▶ DOCUMENT PASSAGE:
********

Version had so much trouble with USB setups on Westell modems they at one point were giving away network cards instead of troubleshooting USB issues.


----------



## PrinceRameses (May 3, 2008)

IBM thinkpad 600. But I got a wireless card for it. 
Not sure if it will work on luit, though.


----------



## Wrench97 (May 10, 2008)

The 600 would be USB 1.0 standard, the westell setup I'm 99% sure needs a 2.0 USB port.

Probably best with the PCMCIA slot card either wired or wireless, they were originally designed to use a desktop docking station which would have the lan port.


----------



## PrinceRameses (May 3, 2008)

Yes that's what I have now. I need a (very) small graphical linux os now.  Luit isn't cutting it. (can't setup the internet connection or install it to HD..)

********

▶ INFORMATION PROVIDED:
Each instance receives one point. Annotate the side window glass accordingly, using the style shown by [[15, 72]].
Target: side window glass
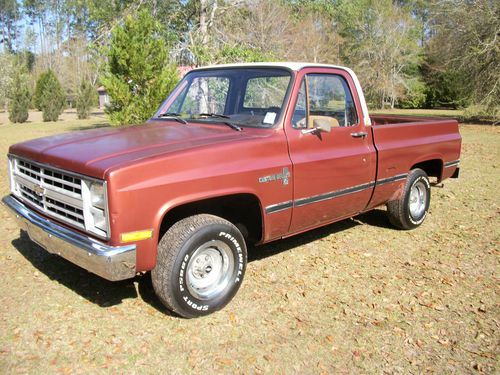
[[330, 100], [299, 119], [265, 92]]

********

▶ WHAT TO DO:
A - From the ThinkPad forum thread, copy word for word the part from "Version had so" up to and including "on luit, though.".
B - Pick up the forum thread about the ThinkPad and the USB modem after its last post and keep it going.

▶ RESPONSES PER TASK:
A -
Version had so much trouble with USB setups on Westell modems they at one point were giving away network cards instead of troubleshooting USB issues.


----------



## PrinceRameses (May 3, 2008)

IBM thinkpad 600. But I got a wireless card for it. 
Not sure if it will work on luit, though.

B -
----------



## Wrench97 (May 10, 2008)

Have you tried Puppy Linux?


----------



## PrinceRameses (May 3, 2008)

Yes. Puppy is always mentioned when it comes to old hardware.. but I don't have enough RAM for it.


----------



## Wrench97 (May 10, 2008)

DSL is another option> DSL information


----------



## joeten (Dec 4, 2008)

What about damn small linux DSL information


----------



## Wrench97 (May 10, 2008)

I heard that somewhere before


----------



## joeten (Dec 4, 2008)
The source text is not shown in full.